:: FRAGMENTO ::
'''

Netanyahu aprovecha para hacer campaña y que se hable menos de los juicios en su contra. Los antiisraelíes, para denunciar una discriminación inexistente contra los palestinos.

desde Tel Aviv

Desde fines de diciembre, Israel es el caso de éxito y el puntero de la tabla de la vacunación contra el COVID-19. El primer ministro Benjamín Netanyahu no escatimó en gestos populistas: abrazó, literalmente, la heladera y el avión de DHL que trajo la primera encomienda de Pfizer, se dio el primer pinchazo frente a las cámaras un sábado a la noche en prime time y se sacó fotos con cada vacunado que representaba un número redondo. Está claro que la campaña Poner el hombro es su principal activo frente a las elecciones del 23 de marzo, las cuartas en dos años, y cada nuevo hito en inmunizados es menos lugar para los titulares sobre el juicio por corrupción en su contra, cuyas audiencias fueron postergadas en reiteradas ocasiones por los sucesivos cierres.

Si bien esto no le quita mérito a su gestión, y sobre todo a sus habilidades de negociación y persuasión, es cierto que la geografía y el sistema de salud del Estado de Israel facilitan una operación de esta índole. Menos de 500 kilómetros separan al punto más austral del más septentrional y mucho menos distancia hay entre el punto más al este y el punto más al oeste. Más del 90% de los israelíes vive en áreas urbanas y absolutamente todos, por ley, pertenecen a una de las cuatro mutuales de salud sin fines de lucro, un legado de los fundadores socialistas del país, hace tres cuartos de siglo, respetado por las administraciones siguientes. Un solo aeropuerto y un solo centro de distribución bastan para hacer llegar las dosis a los cientos de puestos de vacunación, lo suficientemente informatizados como para saber al instante el estatus de inmunización de cada uno de los 9 millones de ciudadanos del país.

'''

:: DATOS PROPORCIONADOS ::

'''

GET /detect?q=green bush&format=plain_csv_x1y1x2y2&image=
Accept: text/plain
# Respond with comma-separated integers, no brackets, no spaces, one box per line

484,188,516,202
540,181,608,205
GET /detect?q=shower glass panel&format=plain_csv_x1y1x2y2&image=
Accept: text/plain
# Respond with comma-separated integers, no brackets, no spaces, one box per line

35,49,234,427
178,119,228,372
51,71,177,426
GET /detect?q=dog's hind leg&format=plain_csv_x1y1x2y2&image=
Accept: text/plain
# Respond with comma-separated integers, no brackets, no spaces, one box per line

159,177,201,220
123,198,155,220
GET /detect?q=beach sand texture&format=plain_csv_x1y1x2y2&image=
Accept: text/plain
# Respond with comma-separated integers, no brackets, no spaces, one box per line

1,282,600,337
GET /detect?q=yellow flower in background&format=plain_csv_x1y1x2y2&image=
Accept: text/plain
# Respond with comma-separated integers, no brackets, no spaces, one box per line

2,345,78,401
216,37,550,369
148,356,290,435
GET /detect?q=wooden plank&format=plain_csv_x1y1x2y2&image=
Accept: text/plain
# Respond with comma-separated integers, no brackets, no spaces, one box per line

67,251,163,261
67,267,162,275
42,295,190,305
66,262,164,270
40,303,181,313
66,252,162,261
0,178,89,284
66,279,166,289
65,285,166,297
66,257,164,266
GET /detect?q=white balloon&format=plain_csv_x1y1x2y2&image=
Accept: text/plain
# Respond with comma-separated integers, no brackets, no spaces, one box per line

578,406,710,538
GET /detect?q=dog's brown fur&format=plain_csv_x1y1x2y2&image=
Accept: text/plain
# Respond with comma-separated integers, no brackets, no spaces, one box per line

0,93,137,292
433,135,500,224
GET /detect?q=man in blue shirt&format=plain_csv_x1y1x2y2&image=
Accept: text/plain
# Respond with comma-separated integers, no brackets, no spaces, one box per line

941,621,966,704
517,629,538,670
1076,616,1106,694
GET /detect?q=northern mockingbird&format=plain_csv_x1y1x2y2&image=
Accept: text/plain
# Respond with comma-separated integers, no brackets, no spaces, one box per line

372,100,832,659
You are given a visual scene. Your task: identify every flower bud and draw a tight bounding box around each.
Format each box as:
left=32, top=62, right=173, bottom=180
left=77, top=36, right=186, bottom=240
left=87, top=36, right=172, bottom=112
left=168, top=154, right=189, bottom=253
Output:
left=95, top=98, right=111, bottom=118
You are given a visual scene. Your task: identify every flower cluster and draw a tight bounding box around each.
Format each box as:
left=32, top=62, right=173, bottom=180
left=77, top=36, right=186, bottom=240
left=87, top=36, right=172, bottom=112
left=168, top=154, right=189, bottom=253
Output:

'''

:: CONJUNTO DE TAREAS ::
a) Devuelve, tal cual aparece en el fragmento sobre la vacunación en Israel, el tramo que va desde "desde Tel Aviv" hasta "los sucesivos cierres.".
b) ¿Qué gestos populistas de Netanyahu enumera el fragmento sobre la vacunación en Israel?
c) Según el fragmento sobre la vacunación en Israel, ¿por qué la campaña Poner el hombro favorece a Netanyahu?
Los registros no tienen relación alguna con el fragmento.

:: LISTA DE RESPUESTAS ::
a)
desde Tel Aviv

Desde fines de diciembre, Israel es el caso de éxito y el puntero de la tabla de la vacunación contra el COVID-19. El primer ministro Benjamín Netanyahu no escatimó en gestos populistas: abrazó, literalmente, la heladera y el avión de DHL que trajo la primera encomienda de Pfizer, se dio el primer pinchazo frente a las cámaras un sábado a la noche en prime time y se sacó fotos con cada vacunado que representaba un número redondo. Está claro que la campaña Poner el hombro es su principal activo frente a las elecciones del 23 de marzo, las cuartas en dos años, y cada nuevo hito en inmunizados es menos lugar para los titulares sobre el juicio por corrupción en su contra, cuyas audiencias fueron postergadas en reiteradas ocasiones por los sucesivos cierres.

b)
- Abrazó, literalmente, la heladera y el avión de DHL que trajo la primera encomienda de Pfizer.
- Se dio el primer pinchazo frente a las cámaras un sábado a la noche en prime time.
- Se sacó fotos con cada vacunado que representaba un número redondo.

c) La campaña es su principal activo frente a las elecciones del 23 de marzo. Además, cada nuevo hito en inmunizados deja menos lugar para los titulares sobre el juicio por corrupción en su contra.